╭──
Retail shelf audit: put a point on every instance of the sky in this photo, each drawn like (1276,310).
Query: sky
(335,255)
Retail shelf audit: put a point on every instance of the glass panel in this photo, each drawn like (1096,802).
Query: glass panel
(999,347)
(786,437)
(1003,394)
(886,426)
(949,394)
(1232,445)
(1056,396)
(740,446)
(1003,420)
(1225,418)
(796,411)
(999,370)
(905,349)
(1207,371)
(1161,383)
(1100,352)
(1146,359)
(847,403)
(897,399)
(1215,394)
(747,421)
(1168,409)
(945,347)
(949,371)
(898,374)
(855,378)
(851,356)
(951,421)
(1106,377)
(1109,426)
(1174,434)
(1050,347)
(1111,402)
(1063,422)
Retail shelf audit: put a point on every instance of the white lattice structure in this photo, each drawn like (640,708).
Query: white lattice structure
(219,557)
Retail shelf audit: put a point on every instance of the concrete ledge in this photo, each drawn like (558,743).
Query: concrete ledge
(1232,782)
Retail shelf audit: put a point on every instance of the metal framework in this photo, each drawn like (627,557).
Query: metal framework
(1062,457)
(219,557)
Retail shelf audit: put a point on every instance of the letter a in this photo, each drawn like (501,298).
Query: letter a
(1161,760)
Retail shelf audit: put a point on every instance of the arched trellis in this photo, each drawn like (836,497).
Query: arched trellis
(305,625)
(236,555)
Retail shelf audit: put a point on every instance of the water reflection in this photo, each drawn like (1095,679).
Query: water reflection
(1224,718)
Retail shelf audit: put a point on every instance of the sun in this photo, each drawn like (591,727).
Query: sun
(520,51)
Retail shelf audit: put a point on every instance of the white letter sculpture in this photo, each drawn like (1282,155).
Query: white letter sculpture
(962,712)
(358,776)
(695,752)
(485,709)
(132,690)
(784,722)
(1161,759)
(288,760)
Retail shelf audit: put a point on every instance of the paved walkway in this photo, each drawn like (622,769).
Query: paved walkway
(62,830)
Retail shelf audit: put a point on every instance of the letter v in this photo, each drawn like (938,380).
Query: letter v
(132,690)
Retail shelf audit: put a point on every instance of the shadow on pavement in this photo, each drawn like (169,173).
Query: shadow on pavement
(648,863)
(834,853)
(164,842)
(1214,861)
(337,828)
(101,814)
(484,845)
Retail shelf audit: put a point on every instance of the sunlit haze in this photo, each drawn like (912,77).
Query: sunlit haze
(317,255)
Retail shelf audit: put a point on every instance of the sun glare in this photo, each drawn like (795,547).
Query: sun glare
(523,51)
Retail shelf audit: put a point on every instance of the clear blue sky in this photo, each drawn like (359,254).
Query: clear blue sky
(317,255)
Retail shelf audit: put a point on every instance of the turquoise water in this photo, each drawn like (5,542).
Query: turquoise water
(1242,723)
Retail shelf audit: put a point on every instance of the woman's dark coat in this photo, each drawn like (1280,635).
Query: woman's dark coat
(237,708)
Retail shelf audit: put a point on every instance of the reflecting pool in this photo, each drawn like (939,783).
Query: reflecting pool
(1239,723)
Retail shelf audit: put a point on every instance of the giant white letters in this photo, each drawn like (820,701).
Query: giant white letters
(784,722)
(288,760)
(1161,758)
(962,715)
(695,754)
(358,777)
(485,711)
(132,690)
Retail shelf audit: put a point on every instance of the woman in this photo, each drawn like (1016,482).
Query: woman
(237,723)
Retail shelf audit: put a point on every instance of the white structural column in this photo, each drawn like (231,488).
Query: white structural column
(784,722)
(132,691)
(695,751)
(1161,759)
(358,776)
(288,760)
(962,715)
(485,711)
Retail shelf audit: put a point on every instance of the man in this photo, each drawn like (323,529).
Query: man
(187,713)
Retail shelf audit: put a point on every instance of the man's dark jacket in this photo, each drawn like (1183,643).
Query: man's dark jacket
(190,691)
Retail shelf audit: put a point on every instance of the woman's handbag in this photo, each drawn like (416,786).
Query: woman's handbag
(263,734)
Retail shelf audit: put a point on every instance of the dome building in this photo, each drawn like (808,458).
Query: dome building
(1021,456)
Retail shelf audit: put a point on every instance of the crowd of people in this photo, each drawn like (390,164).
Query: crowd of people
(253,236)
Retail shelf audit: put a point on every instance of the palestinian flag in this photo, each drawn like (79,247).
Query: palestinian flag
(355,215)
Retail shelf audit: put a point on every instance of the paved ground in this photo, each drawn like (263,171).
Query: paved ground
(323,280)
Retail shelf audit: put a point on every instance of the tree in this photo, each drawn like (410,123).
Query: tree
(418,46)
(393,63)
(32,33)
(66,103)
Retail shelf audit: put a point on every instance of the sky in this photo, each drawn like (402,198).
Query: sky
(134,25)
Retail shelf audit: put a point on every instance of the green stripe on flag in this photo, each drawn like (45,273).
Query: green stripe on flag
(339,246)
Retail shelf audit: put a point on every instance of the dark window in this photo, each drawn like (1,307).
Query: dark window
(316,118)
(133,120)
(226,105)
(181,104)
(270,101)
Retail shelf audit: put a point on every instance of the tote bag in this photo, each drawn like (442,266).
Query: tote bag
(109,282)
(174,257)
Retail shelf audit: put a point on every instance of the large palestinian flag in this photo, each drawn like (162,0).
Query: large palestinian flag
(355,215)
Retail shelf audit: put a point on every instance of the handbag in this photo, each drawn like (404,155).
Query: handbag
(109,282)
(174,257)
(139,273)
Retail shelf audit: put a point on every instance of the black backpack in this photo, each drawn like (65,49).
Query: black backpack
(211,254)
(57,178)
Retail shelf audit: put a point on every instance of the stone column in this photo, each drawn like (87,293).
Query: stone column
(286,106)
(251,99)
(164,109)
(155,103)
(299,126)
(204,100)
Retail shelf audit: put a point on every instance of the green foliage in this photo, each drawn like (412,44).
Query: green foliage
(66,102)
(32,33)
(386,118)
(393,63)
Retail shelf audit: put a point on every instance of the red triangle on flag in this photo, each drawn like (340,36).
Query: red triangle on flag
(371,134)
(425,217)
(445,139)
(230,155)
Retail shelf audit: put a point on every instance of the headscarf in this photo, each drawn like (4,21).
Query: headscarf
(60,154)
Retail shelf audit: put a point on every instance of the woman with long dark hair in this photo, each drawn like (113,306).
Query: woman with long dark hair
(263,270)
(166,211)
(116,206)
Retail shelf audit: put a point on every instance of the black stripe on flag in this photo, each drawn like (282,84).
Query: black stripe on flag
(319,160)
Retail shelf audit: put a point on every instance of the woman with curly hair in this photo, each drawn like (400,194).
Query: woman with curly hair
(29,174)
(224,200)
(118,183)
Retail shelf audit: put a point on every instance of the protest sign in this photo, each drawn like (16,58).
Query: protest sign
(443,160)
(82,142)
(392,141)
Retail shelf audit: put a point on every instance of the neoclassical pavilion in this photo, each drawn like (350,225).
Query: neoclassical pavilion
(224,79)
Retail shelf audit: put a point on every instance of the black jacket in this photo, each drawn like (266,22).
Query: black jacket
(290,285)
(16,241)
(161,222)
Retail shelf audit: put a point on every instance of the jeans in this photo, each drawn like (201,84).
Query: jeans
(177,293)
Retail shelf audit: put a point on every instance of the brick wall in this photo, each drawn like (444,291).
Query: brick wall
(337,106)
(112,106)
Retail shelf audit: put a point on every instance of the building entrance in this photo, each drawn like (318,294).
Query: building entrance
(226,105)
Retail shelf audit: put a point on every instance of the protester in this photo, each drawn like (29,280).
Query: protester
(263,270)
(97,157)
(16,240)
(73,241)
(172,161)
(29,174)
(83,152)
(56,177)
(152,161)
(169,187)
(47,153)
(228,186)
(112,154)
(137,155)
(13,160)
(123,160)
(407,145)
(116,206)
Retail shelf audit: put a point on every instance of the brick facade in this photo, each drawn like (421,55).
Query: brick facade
╰──
◆ Written problem
Repeat the entries exactly, all of them.

◆ Response for this exercise
Retail shelf audit: put a point on every instance of the sky in this photo, each drawn like (1276,310).
Query: sky
(335,255)
Retail shelf audit: put a point on every instance of the glass panel in this photo, each drawn like (1096,802).
Query: glass panel
(999,347)
(786,437)
(1003,394)
(886,426)
(949,394)
(1232,445)
(1056,396)
(740,446)
(1003,420)
(1225,418)
(796,411)
(999,370)
(905,349)
(1207,371)
(1161,383)
(1100,352)
(1146,359)
(847,403)
(897,399)
(1215,394)
(747,421)
(1168,409)
(945,347)
(949,371)
(898,374)
(855,378)
(851,356)
(951,421)
(1106,377)
(1109,426)
(1174,434)
(1050,347)
(1111,402)
(1063,422)
Retail shelf audit: put a point on every instance of the white lattice structure in this photo, each drawn like (640,708).
Query: white lattice structure
(219,557)
Retail shelf audit: put a point on every instance of the concrete ledge in this photo, each drawn like (558,743).
Query: concrete ledge
(1232,782)
Retail shelf audit: put a point on every instance of the metal framework in this photo, each drawn like (627,557).
Query: metal framework
(1062,457)
(219,557)
Retail shelf audit: put a point on every instance of the letter a in this photo, each drawn like (501,298).
Query: letter a
(1161,760)
Retail shelf audit: put a point on every instance of the arched trellis in this photo, each drawn like (836,497).
Query: arched trellis
(305,625)
(236,555)
Retail shelf audit: put a point on every instance of the water reflection in this photo, each drawn like (1095,679).
Query: water reflection
(1224,718)
Retail shelf audit: put a point on every instance of the sun in this photo, each drawn like (591,727).
Query: sun
(520,51)
Retail shelf audit: put a point on every instance of the white letter sculpture in this photo, each drawn like (1282,155).
Query: white letter sculpture
(962,712)
(358,776)
(695,752)
(485,709)
(132,690)
(784,722)
(1161,759)
(288,760)
Retail shelf audit: put a point on every instance of the paved walkway in this photo, each drawn like (622,769).
Query: paved walkway
(62,830)
Retail shelf audit: put a point on every instance of the letter v in this photo, each drawn like (938,380).
Query: letter v
(132,690)
Retail shelf audit: put a point on every instance of the shadow on pavement in this photo, each drawn like (169,173).
Query: shadow on pavement
(648,863)
(834,853)
(164,842)
(1214,861)
(337,828)
(101,814)
(484,845)
Retail shelf audit: put a point on every instance of the sunlit haze in this photo, each drawn like (912,77).
Query: sunlit haze
(317,255)
Retail shelf audit: put a point on every instance of the sun glare in this photo, each drawn like (795,547).
Query: sun glare
(523,51)
Retail shelf audit: put a point on every instance of the clear blue sky in this photo, each drawn like (359,254).
Query: clear blue sky
(317,255)
Retail shelf audit: put a point on every instance of the turquoise water in this photo, each drawn like (5,542).
Query: turquoise water
(1242,723)
Retail shelf audit: put a point on every instance of the woman's dark coat in this photo, each drawn like (1280,635).
Query: woman's dark coat
(237,708)
Retail shelf audit: put a point on every instance of the reflecting pool in this photo, each drawn like (939,783).
Query: reflecting pool
(1239,723)
Retail shelf audit: put a point on every instance of the giant white letters in this photo, each drawn like (820,701).
Query: giant white letters
(784,722)
(288,760)
(1161,758)
(962,715)
(695,754)
(358,777)
(485,711)
(132,690)
Retail shelf audit: put a point on every instance of the woman in this photo, each drawn like (1016,482).
Query: woman
(237,723)
Retail shelf audit: put a point on every instance of the white structural column in this photo, each drawn like (231,488).
Query: white structural column
(784,722)
(132,691)
(695,751)
(1161,759)
(358,776)
(288,760)
(962,715)
(485,711)
Retail shelf audit: put a point on every instance of the man in this photo, each drawn like (323,529).
Query: man
(187,713)
Retail shelf audit: put a point on every instance of the man's dark jacket in this photo, each drawn like (1183,643).
Query: man's dark jacket
(190,691)
Retail shelf audit: put a point on every instance of the woman's handbag in this photo, each drawn like (416,786).
Query: woman's handbag
(263,734)
Retail shelf audit: put a point on every instance of the dome building in this photo, each drawn like (808,458).
Query: dome building
(1021,456)
Retail shelf audit: put a point on every instance of the crowd of people in this photo, each drawn like (390,164).
Query: crowd of people
(253,236)
Retail shelf audit: put a point on every instance of the palestinian flag in this photo, each drawn like (79,247).
Query: palestinian flag
(355,215)
Retail shelf audit: put a point on every instance of the paved ground in this photo, each drawn like (263,171).
Query: paved ground
(323,280)
Retail shelf audit: put a point on every instance of the tree in this photo, each drawn like (410,123).
Query: tree
(418,46)
(393,63)
(32,33)
(66,103)
Retail shelf audit: put a point on every instance of the sky in this photo, each drawn like (402,198).
Query: sky
(134,25)
Retail shelf audit: put a point on every instance of the green stripe on flag in this photo, each drawn like (45,273).
Query: green stripe on flag
(339,246)
Retail shelf audit: put a point on every instance of the dark window in this photo, each drawn like (1,307).
Query: dark window
(316,118)
(133,120)
(226,105)
(181,104)
(270,101)
Retail shelf audit: put a point on every instance of the tote bag in this photo, each drawn like (442,266).
Query: tote bag
(109,282)
(174,257)
Retail shelf audit: put a point on every instance of the large palestinian flag in this photo, each drawn like (162,0).
Query: large palestinian flag
(355,215)
Retail shelf audit: put a point on every instance of the handbag in this photo, each drawn like (404,155).
Query: handbag
(109,282)
(174,257)
(139,273)
Retail shelf audit: put a point on every instance of the black backpack in this photo, each drawn like (65,49).
Query: black backpack
(211,254)
(57,178)
Retail shelf audit: put a point on every instance of the stone column in this photo, each drawn like (87,293).
Query: stone column
(286,106)
(251,99)
(164,109)
(155,103)
(299,126)
(204,100)
Retail shelf audit: put a point on every instance of the green foliage in this photo, each drawn like (412,44).
Query: green foliage
(66,102)
(32,33)
(386,118)
(393,63)
Retail shelf audit: put a point on every instance of the red triangle on flag in this photo, each drawn like (340,36).
Query: red triangle on flag
(371,134)
(425,217)
(445,139)
(230,155)
Retail shelf audit: put a point on every instance of the headscarf in this photo, each drawn like (4,21).
Query: headscarf
(60,154)
Retail shelf audit: put a point on every instance of the woman with long dark hair in this photo, each drawn like (113,306).
Query: woman with long dark hair
(263,270)
(166,211)
(116,206)
Retail shelf audit: put a point on every instance of the black stripe on flag in this photo, each drawn like (282,84).
Query: black stripe on flag
(319,160)
Retail shelf audit: put a point on every instance of the woman with curly hair in this photo, each drawn like (400,194).
Query: woman with curly hair
(29,174)
(224,200)
(118,183)
Retail shelf audit: put a point on every instance of the protest sign in this photo, each drawn like (16,58).
Query: protest sign
(443,160)
(82,142)
(392,141)
Retail shelf audit: put a point on every instance of the neoclassical pavilion in this photo, each drawn like (350,225).
Query: neoclassical pavilion
(224,79)
Retail shelf audit: put a point on every instance of the black jacket in this photo, each drawn like (266,22).
Query: black jacket
(290,285)
(16,241)
(161,222)
Retail shelf audit: put a point on every instance of the jeans in this photo, each drawn like (201,84).
Query: jeans
(177,293)
Retail shelf audit: put a point on every instance of the brick wall in this photo, each drawn like (444,291).
Query: brick wall
(337,106)
(112,106)
Retail shelf audit: put a point on every instance of the building entrance in this photo, each drawn like (318,294).
Query: building entrance
(226,105)
Retail shelf audit: put a point on every instance of the protester in this photo, each drawn like (29,280).
Query: protester
(263,270)
(97,157)
(16,240)
(73,241)
(172,161)
(29,174)
(83,152)
(56,177)
(152,161)
(169,187)
(47,153)
(228,186)
(112,154)
(137,155)
(13,160)
(123,160)
(407,145)
(116,206)
Retail shelf audit: put a point on every instance of the brick facade in this photo, each drawn like (421,55).
Query: brick facade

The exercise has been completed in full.